What is asked: Reproduce all of the records exactly.

Supplied data:
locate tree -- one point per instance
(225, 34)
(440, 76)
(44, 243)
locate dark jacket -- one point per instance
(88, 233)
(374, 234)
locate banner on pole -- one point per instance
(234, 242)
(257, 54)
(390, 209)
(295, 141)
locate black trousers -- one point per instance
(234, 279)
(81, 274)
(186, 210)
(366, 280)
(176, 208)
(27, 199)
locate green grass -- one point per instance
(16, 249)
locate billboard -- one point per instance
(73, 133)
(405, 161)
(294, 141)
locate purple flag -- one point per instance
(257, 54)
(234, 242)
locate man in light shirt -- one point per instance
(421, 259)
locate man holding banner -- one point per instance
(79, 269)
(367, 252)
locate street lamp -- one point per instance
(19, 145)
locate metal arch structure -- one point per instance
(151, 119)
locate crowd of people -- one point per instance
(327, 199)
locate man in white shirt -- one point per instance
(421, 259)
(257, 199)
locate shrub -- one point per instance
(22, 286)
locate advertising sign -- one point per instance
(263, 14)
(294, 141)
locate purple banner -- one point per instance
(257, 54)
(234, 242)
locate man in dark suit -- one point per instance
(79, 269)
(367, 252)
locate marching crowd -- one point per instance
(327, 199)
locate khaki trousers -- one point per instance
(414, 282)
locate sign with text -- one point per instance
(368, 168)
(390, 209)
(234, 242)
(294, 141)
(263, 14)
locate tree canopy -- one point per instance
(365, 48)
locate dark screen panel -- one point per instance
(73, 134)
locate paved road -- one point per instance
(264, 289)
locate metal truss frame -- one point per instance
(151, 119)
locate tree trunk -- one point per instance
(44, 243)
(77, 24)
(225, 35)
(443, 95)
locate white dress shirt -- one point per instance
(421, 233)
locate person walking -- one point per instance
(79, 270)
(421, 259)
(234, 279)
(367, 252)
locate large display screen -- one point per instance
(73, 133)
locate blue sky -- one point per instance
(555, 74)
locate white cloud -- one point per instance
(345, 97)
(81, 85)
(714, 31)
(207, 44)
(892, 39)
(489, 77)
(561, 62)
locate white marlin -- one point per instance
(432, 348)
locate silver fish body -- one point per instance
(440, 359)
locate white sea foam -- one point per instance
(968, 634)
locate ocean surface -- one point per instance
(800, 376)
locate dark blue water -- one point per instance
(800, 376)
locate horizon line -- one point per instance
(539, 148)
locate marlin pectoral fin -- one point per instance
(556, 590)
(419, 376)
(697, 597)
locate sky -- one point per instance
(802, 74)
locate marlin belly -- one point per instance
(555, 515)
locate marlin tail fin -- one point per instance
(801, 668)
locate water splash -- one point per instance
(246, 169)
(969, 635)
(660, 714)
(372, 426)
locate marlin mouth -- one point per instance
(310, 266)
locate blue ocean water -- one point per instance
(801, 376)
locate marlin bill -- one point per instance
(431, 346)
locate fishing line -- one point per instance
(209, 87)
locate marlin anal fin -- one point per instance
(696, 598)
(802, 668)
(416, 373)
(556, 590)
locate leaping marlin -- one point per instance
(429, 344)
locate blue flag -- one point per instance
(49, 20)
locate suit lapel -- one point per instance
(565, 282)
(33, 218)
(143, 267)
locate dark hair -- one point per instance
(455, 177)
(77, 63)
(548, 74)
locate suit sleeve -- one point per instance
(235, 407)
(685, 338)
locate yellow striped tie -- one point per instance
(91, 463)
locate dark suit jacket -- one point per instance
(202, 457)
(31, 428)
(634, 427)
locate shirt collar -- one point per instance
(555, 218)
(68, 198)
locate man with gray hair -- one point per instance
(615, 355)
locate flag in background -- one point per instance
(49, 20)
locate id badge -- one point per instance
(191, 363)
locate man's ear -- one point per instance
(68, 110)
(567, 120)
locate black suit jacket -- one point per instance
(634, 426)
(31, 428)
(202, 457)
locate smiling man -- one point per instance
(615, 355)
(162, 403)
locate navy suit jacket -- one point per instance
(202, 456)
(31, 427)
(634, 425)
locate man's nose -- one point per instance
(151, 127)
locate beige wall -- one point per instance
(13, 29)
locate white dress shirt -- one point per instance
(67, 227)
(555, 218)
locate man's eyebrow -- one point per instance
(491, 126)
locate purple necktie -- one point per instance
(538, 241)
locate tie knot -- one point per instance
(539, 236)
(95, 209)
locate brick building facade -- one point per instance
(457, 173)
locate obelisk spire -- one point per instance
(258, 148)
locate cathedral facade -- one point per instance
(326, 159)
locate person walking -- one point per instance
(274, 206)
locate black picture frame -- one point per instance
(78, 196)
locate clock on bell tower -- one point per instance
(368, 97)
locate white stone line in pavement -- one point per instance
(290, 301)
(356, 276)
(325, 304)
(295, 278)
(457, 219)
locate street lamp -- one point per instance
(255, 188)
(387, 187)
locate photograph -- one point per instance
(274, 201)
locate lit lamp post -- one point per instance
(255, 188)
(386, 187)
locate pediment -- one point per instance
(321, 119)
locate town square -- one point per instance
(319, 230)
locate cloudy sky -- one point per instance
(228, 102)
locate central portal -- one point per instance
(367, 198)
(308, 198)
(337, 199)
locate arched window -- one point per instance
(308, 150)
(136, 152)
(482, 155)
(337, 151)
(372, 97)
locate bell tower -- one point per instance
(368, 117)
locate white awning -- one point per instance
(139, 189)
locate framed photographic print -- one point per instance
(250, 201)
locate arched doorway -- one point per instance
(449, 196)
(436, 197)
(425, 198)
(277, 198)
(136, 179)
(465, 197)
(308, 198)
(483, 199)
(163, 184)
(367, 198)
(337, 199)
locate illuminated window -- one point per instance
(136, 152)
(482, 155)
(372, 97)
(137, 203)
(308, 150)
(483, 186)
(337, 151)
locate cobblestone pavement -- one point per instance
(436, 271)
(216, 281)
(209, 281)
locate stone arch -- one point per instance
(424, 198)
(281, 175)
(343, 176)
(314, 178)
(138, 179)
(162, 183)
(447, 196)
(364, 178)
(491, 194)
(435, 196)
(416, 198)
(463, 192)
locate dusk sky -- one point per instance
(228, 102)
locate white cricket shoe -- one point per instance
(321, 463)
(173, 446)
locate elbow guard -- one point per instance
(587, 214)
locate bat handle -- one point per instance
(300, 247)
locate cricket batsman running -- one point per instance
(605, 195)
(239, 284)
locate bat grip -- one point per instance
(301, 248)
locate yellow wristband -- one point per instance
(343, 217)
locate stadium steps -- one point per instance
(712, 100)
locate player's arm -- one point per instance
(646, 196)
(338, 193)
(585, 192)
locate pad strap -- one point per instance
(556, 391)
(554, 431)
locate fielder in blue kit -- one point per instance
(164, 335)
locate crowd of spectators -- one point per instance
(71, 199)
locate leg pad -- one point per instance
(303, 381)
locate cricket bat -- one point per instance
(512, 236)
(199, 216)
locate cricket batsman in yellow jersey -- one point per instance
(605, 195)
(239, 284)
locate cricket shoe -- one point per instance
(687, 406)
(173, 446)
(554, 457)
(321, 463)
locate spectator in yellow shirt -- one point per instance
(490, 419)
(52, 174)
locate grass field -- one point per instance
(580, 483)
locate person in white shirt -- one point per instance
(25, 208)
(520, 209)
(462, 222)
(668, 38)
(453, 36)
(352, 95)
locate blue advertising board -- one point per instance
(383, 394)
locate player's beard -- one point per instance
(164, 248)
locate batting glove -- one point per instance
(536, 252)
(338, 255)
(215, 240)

Result of the exercise:
locate tree -- one point per instance
(225, 34)
(440, 76)
(44, 243)
locate dark jacket -- one point per instance
(88, 233)
(374, 234)
locate banner on pole -- one point per instance
(234, 242)
(257, 54)
(390, 209)
(295, 141)
locate black trousers -- one point per instance
(234, 279)
(81, 274)
(186, 210)
(366, 280)
(176, 208)
(27, 199)
locate green grass -- one point per instance
(16, 249)
locate billboard -- one point per instance
(73, 133)
(405, 161)
(294, 141)
locate purple flag -- one point per instance
(257, 54)
(234, 242)
locate man in light shirt -- one point per instance
(421, 259)
locate man holding banner -- one point per instance
(79, 269)
(367, 252)
locate street lamp -- one point per instance
(19, 145)
locate metal arch structure -- one point per instance
(151, 119)
locate crowd of people -- one point per instance
(327, 199)
locate man in white shirt -- one point per instance
(421, 259)
(257, 199)
locate shrub -- one point per instance
(22, 286)
locate advertising sign -- one point per instance
(263, 14)
(294, 141)
locate purple banner -- one point per instance
(257, 54)
(234, 242)
locate man in dark suit -- one point per instance
(79, 269)
(367, 252)
locate marching crowd -- one point per instance
(327, 199)
locate khaki trousers -- one point per instance
(414, 282)
locate sign with text -- one point per instance
(368, 168)
(390, 209)
(234, 242)
(294, 141)
(263, 14)
locate tree canopy -- one point per instance
(365, 48)
locate dark screen panel -- one point per instance
(73, 134)
locate paved road -- one point per instance
(264, 289)
locate metal truss frame -- one point per instance
(151, 119)
locate tree trunk -- one point per instance
(44, 243)
(77, 24)
(225, 35)
(443, 95)
locate white dress shirt -- one point per instance
(421, 233)
locate person walking -- one point per instance
(79, 270)
(421, 259)
(234, 279)
(367, 252)
locate large display screen -- one point per instance
(73, 133)
locate blue sky -- one point per instance
(555, 74)
locate white cloud -- one point per instance
(345, 97)
(81, 85)
(714, 31)
(207, 44)
(892, 39)
(489, 77)
(561, 62)
locate white marlin -- one point per instance
(432, 348)
locate silver fish body -- one point per instance
(440, 359)
locate white sea foam -- one point per instance
(968, 634)
locate ocean surface -- one point per instance
(800, 376)
locate dark blue water -- one point per instance
(800, 376)
locate horizon line -- one point per instance
(539, 148)
locate marlin pectoral fin -- one point per instance
(556, 590)
(419, 376)
(697, 597)
locate sky -- one point per instance
(802, 74)
locate marlin belly -- one point per instance
(555, 515)
locate marlin tail fin -- one point per instance
(801, 668)
locate water splash -- one point per instance
(246, 169)
(969, 635)
(660, 714)
(372, 426)
locate marlin mouth -- one point per instance
(310, 266)
locate blue ocean water -- one point per instance
(801, 376)
locate marlin bill -- one point per instance
(431, 346)
locate fishing line -- one point per instance
(209, 87)
locate marlin anal fin -- one point per instance
(696, 598)
(802, 668)
(416, 373)
(556, 590)
locate leaping marlin -- one point per instance
(429, 344)
locate blue flag -- one point per instance
(49, 20)
locate suit lapel -- one point per instance
(565, 282)
(33, 218)
(143, 267)
locate dark hair -- one point per instance
(455, 177)
(77, 63)
(548, 74)
locate suit sleeve -- one point per instance
(235, 407)
(685, 338)
locate yellow striped tie -- one point per instance
(91, 463)
locate dark suit jacket -- one point per instance
(202, 457)
(31, 428)
(634, 427)
locate shirt collar -- one point per instance
(555, 218)
(68, 198)
locate man with gray hair -- one point per instance
(615, 355)
locate flag in background -- one point per instance
(49, 20)
locate id badge -- one point per instance
(191, 363)
locate man's ear -- one point per instance
(68, 110)
(567, 120)
locate black suit jacket -- one point per instance
(634, 426)
(31, 428)
(202, 457)
locate smiling man -- one point per instance
(615, 355)
(162, 403)
locate navy suit jacket -- one point per instance
(202, 456)
(31, 427)
(634, 425)
locate man's nose -- one point per instance
(151, 127)
locate beige wall -- one point per instance
(13, 29)
locate white dress shirt -- one point per instance
(67, 227)
(555, 218)
locate man's eyebrow -- one point per instance
(491, 126)
locate purple necktie -- one point per instance
(538, 241)
locate tie knot -- one point per instance
(539, 236)
(95, 209)
locate brick building facade -- one point per instance
(457, 173)
locate obelisk spire -- one point per instance
(258, 148)
locate cathedral facade -- one point per instance
(326, 159)
locate person walking -- one point per instance
(274, 206)
locate black picture frame -- one point per instance
(78, 196)
locate clock on bell tower -- one point per instance
(368, 97)
locate white stone line in pavement -- one point per instance
(290, 301)
(356, 276)
(325, 304)
(295, 278)
(457, 219)
locate street lamp -- one point per instance
(255, 188)
(387, 187)
locate photograph -- one point per instance
(274, 201)
locate lit lamp post -- one point per instance
(255, 188)
(386, 187)
locate pediment -- one point per instance
(321, 119)
locate town square -- one point per instance
(319, 230)
locate cloudy sky -- one point per instance
(228, 102)
locate central portal -- one point per instance
(367, 198)
(308, 198)
(337, 199)
locate arched window -- one point per instance
(308, 150)
(136, 152)
(482, 155)
(337, 151)
(372, 97)
locate bell tower -- one point per instance
(368, 117)
locate white awning -- one point per instance
(139, 189)
locate framed photographic print -- one point per instance
(250, 201)
locate arched doorway -- one point per instance
(449, 196)
(436, 197)
(425, 198)
(277, 198)
(136, 179)
(465, 197)
(308, 198)
(483, 199)
(163, 184)
(367, 198)
(337, 199)
locate illuminated window -- one point per instance
(136, 152)
(482, 155)
(372, 97)
(137, 203)
(308, 150)
(483, 186)
(337, 151)
locate cobblestone pavement -- one point per instance
(436, 271)
(216, 281)
(209, 281)
locate stone arch -- one point per instance
(424, 198)
(281, 175)
(343, 176)
(314, 178)
(138, 179)
(162, 183)
(447, 196)
(364, 178)
(491, 194)
(435, 196)
(416, 198)
(463, 192)
locate dusk sky -- one point per instance
(228, 102)
locate white cricket shoe -- one point per instance
(321, 463)
(173, 446)
locate elbow guard -- one point per instance
(587, 214)
locate bat handle -- one point per instance
(300, 247)
locate cricket batsman running -- one point per instance
(605, 195)
(239, 284)
locate bat grip -- one point per instance
(301, 248)
locate yellow wristband -- one point per instance
(343, 217)
locate stadium steps -- one point per instance
(712, 100)
locate player's arm -- one point per instance
(646, 196)
(338, 193)
(585, 192)
locate pad strap -- one point per instance
(556, 391)
(554, 431)
locate fielder in blue kit -- one point per instance
(164, 335)
locate crowd of spectators -- one point per instance
(71, 199)
locate leg pad -- one point per instance
(303, 381)
locate cricket bat -- one point per instance
(512, 236)
(199, 216)
locate cricket batsman in yellow jersey -- one point per instance
(605, 195)
(239, 284)
locate cricket shoe -- one point per instance
(687, 406)
(173, 446)
(554, 457)
(321, 463)
locate spectator in yellow shirt -- one point per instance
(490, 419)
(52, 174)
locate grass field -- one point per instance
(580, 483)
locate person in white shirt -- one point per instance
(25, 208)
(520, 209)
(462, 222)
(668, 38)
(453, 36)
(352, 95)
locate blue advertising board -- one point per instance
(383, 394)
locate player's beard -- one point per instance
(164, 248)
locate batting glove -- one point per instance
(536, 252)
(338, 255)
(215, 240)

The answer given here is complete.